------ Exercise data
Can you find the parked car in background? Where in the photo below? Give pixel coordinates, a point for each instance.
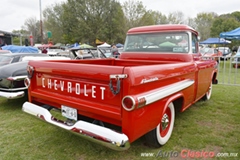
(12, 76)
(5, 51)
(9, 58)
(236, 59)
(212, 53)
(226, 53)
(53, 52)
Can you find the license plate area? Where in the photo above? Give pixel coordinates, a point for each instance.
(68, 112)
------------
# [Work to complete]
Give exactly, and nothing besides, the lines from the one in which "Can you find the license" occurs through the end of the records.

# [Response below]
Can you find the license plate area? Where in the photo above? Give pixel coordinates, a point for each instance.
(68, 112)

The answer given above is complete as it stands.